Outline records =
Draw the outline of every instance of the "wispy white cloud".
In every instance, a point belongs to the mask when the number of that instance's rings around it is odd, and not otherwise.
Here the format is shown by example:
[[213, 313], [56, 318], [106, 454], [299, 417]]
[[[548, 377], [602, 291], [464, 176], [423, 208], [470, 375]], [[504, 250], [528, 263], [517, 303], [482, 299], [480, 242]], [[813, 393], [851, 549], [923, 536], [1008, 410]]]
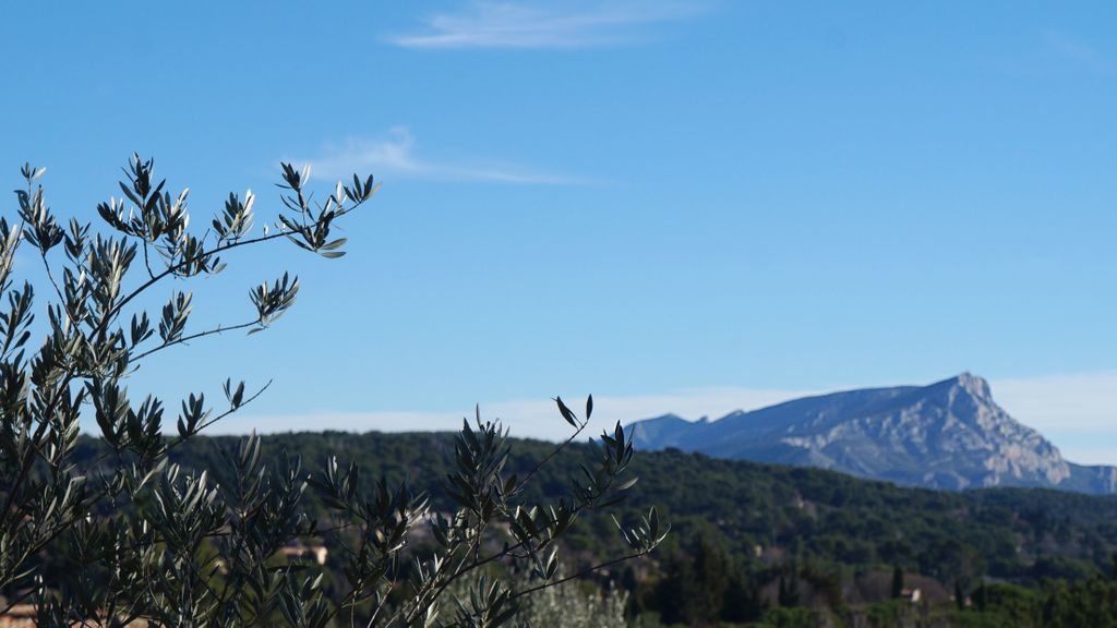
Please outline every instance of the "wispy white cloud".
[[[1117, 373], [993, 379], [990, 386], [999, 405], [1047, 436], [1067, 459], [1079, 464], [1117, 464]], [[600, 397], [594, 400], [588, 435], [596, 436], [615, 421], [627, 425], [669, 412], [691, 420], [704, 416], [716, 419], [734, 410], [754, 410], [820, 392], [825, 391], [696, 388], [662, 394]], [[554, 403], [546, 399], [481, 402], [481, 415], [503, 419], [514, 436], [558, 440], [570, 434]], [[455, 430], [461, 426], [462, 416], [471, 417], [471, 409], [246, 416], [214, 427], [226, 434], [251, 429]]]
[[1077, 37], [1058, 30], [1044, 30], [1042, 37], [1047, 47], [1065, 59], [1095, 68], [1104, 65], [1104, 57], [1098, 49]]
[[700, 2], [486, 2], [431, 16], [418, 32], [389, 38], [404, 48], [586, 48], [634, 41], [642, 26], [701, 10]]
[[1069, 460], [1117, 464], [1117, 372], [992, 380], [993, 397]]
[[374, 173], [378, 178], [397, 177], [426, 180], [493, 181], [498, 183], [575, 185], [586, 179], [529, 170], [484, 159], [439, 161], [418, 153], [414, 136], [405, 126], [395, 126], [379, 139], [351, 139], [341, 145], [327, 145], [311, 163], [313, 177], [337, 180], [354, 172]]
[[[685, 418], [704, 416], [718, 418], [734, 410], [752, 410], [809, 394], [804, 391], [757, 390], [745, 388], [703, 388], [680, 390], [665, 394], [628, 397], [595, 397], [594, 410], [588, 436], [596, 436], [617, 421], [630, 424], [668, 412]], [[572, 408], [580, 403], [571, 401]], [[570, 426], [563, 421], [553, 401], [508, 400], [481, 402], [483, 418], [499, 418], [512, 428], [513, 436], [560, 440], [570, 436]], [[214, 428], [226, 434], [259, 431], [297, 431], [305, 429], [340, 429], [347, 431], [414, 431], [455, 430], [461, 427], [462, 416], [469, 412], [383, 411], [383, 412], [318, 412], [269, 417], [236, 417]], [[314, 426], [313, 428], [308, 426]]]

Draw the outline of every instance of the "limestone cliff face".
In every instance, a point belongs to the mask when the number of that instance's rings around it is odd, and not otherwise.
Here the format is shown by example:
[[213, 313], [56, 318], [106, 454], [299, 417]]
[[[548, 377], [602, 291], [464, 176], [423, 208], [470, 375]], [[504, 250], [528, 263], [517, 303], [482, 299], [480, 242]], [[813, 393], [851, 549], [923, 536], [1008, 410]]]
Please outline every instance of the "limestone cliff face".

PROBLEM REQUIREMENTS =
Express the lines above as a Markdown table with the columns "Number" and "Line". Skip blank lines and leave the pictures out.

SOLUTION FOR THIS TASK =
| Number | Line |
|---|---|
| 1 | Draw the outline of every instance of the "wispy white cloud". |
| 2 | In every instance, a point belongs to the mask when the number of that instance's rings around it is odd, and not otherwise. |
| 3 | Here the format is shown by example: |
| 4 | [[213, 313], [56, 318], [106, 454], [299, 417]] |
| 5 | [[[548, 377], [602, 291], [464, 176], [423, 208], [470, 375]], [[504, 250], [528, 263], [517, 303], [482, 299], [480, 242]], [[813, 393], [851, 549], [923, 536], [1008, 410]]] |
| 6 | Please outline every instance of the "wispy white cloud". |
| 7 | [[[1117, 373], [993, 379], [990, 386], [999, 405], [1047, 436], [1067, 459], [1079, 464], [1117, 464]], [[600, 397], [594, 400], [588, 435], [596, 436], [615, 421], [627, 425], [669, 412], [691, 420], [704, 416], [716, 419], [734, 410], [754, 410], [820, 392], [825, 391], [696, 388], [662, 394]], [[554, 403], [546, 399], [481, 402], [481, 415], [503, 419], [514, 436], [558, 440], [570, 434]], [[455, 430], [461, 426], [462, 416], [471, 417], [471, 409], [246, 416], [214, 427], [226, 434], [251, 429]]] |
| 8 | [[1077, 37], [1058, 30], [1044, 30], [1042, 37], [1047, 47], [1065, 59], [1095, 68], [1104, 65], [1104, 57], [1098, 49]] |
| 9 | [[700, 2], [486, 2], [431, 16], [418, 32], [389, 38], [404, 48], [586, 48], [634, 41], [642, 26], [701, 10]] |
| 10 | [[1069, 460], [1117, 464], [1117, 372], [992, 380], [993, 397]] |
| 11 | [[374, 173], [378, 178], [397, 177], [426, 180], [493, 181], [498, 183], [575, 185], [586, 179], [529, 170], [484, 159], [439, 161], [418, 153], [414, 136], [405, 126], [395, 126], [379, 139], [351, 139], [341, 145], [327, 145], [311, 163], [313, 177], [337, 180], [354, 172]] |
| 12 | [[[685, 418], [704, 416], [718, 418], [734, 410], [752, 410], [809, 394], [804, 391], [757, 390], [745, 388], [703, 388], [680, 390], [665, 394], [628, 397], [595, 397], [594, 410], [588, 436], [596, 436], [617, 421], [630, 424], [668, 412]], [[572, 408], [580, 403], [571, 401]], [[570, 426], [563, 421], [553, 401], [508, 400], [481, 402], [483, 418], [499, 418], [512, 428], [513, 436], [560, 440], [570, 436]], [[214, 428], [226, 434], [259, 431], [297, 431], [305, 429], [340, 429], [347, 431], [414, 431], [455, 430], [461, 427], [462, 416], [469, 412], [383, 411], [383, 412], [318, 412], [269, 417], [236, 417]], [[314, 426], [313, 428], [308, 426]]] |
| 13 | Draw the outline of every instance of the "limestone cliff face". |
| 14 | In every instance, a point belongs to the mask when the number of that instance's rings around it is odd, and not otherwise. |
| 15 | Here the format is shown by example: |
| 16 | [[213, 313], [56, 318], [106, 454], [299, 417]] |
| 17 | [[[548, 377], [602, 291], [464, 176], [423, 208], [470, 375]], [[504, 250], [528, 263], [517, 303], [482, 299], [480, 242]], [[813, 393], [851, 549], [923, 536], [1008, 410]]] |
| 18 | Please outline every instance of the "limestone cliff face". |